To be done. Show every line in the items below that contains the string "lawn". Case counts, so match upper and lower case letters exactly.

-------- Data for this task --------

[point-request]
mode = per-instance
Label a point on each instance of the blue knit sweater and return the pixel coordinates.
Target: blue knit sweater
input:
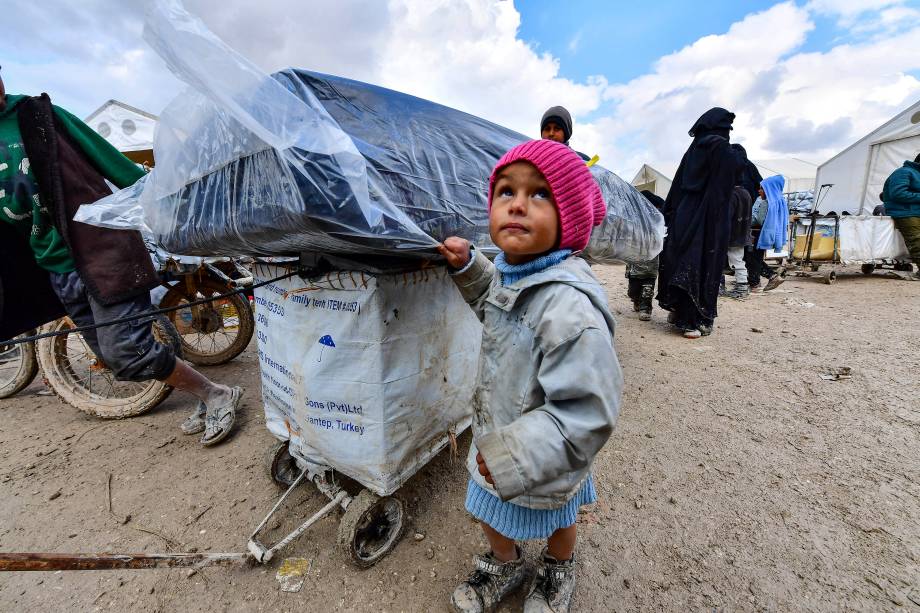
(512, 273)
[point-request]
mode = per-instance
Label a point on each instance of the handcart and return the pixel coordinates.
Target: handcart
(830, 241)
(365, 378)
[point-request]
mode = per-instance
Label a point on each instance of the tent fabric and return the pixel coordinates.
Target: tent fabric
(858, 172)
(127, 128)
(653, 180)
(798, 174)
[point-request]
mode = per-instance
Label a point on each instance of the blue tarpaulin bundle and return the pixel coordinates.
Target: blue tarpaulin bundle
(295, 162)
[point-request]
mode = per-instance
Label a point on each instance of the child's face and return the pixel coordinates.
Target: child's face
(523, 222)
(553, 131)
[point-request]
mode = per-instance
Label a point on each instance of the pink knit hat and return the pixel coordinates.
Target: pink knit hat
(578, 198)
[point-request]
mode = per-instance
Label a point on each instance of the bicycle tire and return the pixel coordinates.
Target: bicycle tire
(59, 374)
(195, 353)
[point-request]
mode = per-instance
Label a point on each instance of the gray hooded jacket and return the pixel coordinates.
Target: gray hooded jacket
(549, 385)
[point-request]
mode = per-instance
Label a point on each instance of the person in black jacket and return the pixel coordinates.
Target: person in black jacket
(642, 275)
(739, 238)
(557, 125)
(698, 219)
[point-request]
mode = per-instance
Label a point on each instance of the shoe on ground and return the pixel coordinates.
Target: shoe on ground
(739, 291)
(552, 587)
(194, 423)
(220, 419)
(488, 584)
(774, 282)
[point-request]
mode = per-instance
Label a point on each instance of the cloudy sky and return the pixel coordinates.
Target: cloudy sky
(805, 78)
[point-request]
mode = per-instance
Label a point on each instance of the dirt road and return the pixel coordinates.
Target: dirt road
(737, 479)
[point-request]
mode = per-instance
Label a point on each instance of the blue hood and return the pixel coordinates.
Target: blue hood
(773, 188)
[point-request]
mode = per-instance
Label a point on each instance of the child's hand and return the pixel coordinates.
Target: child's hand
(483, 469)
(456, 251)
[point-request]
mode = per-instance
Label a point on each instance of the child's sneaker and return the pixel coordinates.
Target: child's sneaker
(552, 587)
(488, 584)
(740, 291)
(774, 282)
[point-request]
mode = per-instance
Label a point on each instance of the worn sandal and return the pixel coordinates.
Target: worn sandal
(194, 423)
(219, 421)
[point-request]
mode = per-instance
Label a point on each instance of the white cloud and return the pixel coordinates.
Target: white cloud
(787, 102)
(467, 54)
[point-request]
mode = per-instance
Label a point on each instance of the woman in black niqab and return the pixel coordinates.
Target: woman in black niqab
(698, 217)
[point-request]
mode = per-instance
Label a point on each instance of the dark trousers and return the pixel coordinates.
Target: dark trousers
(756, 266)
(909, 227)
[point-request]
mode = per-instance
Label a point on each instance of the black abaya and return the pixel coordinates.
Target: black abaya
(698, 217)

--------
-------- Data for this task --------

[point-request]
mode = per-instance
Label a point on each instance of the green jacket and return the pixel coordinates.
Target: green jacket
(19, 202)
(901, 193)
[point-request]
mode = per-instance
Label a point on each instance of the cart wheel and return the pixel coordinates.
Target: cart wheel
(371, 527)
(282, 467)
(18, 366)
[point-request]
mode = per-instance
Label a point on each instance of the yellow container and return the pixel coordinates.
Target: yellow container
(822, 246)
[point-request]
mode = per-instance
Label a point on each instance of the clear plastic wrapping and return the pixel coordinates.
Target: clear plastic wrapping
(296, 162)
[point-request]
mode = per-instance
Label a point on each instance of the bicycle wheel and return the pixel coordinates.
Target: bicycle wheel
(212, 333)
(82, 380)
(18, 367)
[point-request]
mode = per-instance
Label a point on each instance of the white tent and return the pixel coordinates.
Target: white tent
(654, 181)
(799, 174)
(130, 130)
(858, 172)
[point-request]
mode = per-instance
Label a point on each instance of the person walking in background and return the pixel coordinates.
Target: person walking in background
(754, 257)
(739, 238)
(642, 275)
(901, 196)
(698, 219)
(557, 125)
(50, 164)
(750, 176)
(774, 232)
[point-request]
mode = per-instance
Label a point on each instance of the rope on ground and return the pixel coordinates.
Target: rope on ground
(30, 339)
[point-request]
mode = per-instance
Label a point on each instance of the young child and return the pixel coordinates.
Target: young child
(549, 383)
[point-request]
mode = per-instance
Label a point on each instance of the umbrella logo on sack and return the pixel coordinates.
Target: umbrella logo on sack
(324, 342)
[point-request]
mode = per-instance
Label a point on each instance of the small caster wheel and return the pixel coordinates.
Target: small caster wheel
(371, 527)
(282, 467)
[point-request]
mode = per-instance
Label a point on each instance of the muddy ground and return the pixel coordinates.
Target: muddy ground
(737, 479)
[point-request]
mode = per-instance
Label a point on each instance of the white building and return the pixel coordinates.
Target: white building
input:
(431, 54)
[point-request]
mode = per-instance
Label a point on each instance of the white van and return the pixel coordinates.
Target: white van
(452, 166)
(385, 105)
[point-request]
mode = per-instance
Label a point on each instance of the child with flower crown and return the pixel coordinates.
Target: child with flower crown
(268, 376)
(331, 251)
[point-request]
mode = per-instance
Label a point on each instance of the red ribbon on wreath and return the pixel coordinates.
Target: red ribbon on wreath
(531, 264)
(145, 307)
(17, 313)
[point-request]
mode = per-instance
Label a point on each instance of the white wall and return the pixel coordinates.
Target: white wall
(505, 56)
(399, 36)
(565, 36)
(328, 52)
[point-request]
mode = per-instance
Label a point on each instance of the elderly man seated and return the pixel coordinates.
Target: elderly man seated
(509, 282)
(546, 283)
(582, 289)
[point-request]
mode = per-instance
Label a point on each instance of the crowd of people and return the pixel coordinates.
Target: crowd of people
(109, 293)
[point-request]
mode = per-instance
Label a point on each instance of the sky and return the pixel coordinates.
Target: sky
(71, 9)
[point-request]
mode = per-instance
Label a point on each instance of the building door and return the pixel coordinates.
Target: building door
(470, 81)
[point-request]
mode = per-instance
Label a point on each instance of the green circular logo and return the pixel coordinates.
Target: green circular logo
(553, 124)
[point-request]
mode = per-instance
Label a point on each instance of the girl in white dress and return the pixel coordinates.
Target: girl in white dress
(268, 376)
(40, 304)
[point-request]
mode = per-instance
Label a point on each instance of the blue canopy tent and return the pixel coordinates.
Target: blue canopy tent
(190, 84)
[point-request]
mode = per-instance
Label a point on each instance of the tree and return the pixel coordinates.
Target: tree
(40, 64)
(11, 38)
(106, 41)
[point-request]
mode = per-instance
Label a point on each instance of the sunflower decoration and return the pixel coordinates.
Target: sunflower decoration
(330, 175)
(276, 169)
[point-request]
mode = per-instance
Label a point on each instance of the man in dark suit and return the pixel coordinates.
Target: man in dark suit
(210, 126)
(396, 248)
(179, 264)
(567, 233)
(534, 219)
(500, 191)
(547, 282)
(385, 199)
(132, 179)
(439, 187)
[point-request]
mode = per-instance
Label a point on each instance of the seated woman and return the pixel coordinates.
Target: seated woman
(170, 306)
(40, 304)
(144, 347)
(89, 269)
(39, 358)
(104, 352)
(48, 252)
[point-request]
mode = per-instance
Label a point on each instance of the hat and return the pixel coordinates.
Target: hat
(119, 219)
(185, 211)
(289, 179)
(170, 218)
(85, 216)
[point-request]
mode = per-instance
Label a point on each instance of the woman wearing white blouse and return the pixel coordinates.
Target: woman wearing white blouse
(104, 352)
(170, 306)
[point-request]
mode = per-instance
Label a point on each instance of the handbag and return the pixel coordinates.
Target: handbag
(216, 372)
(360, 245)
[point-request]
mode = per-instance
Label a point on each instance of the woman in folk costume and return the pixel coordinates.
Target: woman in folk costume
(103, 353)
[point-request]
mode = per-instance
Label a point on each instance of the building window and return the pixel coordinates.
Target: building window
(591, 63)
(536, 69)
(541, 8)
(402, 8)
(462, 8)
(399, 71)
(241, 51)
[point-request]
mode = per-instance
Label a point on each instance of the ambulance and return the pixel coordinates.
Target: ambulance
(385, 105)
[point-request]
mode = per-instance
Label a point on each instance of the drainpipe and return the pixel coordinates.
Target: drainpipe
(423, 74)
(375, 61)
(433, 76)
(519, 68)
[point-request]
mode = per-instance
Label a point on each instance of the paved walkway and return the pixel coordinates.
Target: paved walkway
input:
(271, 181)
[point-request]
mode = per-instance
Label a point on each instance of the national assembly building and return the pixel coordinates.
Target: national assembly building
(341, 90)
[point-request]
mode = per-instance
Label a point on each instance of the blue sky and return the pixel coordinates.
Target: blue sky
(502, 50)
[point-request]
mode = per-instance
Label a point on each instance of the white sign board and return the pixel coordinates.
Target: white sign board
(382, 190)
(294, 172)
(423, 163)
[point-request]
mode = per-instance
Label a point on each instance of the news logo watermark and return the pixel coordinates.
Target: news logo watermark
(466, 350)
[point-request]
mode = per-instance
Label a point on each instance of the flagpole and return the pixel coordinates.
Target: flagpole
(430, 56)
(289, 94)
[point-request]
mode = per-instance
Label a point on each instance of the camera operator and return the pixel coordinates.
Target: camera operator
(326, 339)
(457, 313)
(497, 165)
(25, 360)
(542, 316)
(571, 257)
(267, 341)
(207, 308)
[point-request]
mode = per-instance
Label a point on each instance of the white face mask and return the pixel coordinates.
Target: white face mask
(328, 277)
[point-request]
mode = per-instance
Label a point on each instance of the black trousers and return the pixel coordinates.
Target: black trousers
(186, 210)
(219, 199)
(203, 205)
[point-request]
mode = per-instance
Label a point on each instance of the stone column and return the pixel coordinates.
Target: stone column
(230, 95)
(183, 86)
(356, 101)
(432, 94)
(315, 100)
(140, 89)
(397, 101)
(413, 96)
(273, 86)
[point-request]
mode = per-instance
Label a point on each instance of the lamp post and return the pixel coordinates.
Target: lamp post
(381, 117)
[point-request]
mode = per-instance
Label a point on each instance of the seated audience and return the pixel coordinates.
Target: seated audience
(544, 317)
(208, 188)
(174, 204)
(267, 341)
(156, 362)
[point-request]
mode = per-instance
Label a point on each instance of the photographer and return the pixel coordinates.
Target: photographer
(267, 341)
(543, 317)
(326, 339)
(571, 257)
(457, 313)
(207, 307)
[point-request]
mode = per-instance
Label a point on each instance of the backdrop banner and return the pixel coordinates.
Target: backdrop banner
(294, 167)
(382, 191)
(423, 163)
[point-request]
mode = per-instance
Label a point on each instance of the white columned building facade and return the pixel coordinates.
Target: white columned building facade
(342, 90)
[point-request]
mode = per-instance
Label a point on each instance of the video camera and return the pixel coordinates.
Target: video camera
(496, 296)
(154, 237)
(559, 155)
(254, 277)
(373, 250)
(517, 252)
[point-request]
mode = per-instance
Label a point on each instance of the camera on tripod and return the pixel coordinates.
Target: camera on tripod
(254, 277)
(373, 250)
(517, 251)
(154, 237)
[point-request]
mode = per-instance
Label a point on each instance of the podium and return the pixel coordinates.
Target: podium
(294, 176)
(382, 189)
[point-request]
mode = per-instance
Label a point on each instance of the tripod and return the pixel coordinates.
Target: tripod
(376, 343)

--------
-------- Data for this task --------

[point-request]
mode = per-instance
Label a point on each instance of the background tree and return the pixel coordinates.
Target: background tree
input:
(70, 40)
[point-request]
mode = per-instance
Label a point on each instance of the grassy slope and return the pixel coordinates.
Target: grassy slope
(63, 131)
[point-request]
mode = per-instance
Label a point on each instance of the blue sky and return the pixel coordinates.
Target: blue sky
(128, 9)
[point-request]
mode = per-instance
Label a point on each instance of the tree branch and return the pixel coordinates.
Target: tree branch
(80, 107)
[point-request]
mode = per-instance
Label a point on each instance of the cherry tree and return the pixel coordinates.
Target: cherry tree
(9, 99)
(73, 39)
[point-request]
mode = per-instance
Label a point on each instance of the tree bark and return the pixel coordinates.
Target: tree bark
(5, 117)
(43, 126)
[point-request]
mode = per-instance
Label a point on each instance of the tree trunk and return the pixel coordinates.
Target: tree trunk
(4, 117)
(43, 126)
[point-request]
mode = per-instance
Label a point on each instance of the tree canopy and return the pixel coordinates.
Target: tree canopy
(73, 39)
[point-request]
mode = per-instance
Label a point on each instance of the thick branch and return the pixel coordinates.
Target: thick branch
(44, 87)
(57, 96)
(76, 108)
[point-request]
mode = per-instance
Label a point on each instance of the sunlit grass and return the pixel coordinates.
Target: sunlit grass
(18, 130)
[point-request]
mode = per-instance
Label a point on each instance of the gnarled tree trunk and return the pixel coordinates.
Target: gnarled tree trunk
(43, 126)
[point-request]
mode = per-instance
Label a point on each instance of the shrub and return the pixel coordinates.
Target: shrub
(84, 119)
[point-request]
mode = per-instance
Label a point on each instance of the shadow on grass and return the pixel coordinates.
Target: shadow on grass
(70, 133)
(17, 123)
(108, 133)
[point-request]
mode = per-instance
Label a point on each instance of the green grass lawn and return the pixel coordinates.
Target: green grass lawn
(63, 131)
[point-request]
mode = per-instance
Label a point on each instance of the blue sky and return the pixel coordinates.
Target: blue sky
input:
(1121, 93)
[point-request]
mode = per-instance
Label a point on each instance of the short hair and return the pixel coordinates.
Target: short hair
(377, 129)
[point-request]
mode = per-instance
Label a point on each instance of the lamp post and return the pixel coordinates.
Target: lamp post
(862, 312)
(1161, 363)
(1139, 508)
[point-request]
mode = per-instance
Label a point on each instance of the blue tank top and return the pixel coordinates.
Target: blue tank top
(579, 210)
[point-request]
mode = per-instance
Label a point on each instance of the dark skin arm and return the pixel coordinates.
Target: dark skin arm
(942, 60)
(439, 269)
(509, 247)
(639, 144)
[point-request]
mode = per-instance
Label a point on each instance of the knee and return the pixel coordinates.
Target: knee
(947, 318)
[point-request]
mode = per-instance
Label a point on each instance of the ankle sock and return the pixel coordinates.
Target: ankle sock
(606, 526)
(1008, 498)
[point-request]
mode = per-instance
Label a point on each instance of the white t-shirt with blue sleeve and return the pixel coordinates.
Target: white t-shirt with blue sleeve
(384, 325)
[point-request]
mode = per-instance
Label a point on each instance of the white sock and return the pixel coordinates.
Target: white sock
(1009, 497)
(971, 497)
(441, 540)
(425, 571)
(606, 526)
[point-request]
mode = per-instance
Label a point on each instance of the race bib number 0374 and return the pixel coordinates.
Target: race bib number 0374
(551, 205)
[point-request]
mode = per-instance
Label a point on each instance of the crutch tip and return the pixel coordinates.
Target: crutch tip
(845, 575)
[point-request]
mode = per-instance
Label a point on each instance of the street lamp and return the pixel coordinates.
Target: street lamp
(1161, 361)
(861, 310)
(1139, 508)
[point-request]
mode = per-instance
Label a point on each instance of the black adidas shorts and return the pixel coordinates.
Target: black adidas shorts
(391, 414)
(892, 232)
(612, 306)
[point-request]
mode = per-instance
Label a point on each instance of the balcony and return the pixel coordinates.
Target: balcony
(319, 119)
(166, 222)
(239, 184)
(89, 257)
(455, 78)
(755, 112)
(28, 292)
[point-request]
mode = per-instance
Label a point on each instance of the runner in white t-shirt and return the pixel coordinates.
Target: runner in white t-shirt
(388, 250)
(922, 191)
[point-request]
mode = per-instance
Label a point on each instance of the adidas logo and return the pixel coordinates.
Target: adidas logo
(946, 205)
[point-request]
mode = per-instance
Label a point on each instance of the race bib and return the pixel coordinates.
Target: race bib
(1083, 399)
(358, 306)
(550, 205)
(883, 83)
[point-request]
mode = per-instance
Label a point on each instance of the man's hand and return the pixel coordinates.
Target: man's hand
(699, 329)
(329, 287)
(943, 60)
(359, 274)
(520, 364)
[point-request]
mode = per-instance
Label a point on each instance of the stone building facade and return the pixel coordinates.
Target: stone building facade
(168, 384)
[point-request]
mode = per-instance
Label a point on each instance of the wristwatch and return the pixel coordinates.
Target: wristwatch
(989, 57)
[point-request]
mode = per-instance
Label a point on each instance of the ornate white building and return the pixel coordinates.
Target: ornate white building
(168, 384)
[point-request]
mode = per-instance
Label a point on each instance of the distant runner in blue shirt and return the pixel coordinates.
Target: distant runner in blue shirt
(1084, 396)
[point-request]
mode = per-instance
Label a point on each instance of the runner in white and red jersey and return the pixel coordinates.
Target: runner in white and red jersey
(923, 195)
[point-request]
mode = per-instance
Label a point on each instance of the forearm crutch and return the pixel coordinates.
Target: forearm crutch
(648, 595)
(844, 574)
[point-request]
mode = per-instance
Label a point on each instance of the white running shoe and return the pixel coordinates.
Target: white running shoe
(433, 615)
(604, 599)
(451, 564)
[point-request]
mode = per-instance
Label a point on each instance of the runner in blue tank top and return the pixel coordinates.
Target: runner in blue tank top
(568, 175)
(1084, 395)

--------

Response to the task.
Label a point on each instance of the green grass lawn and return the pixel coordinates.
Target: green grass lawn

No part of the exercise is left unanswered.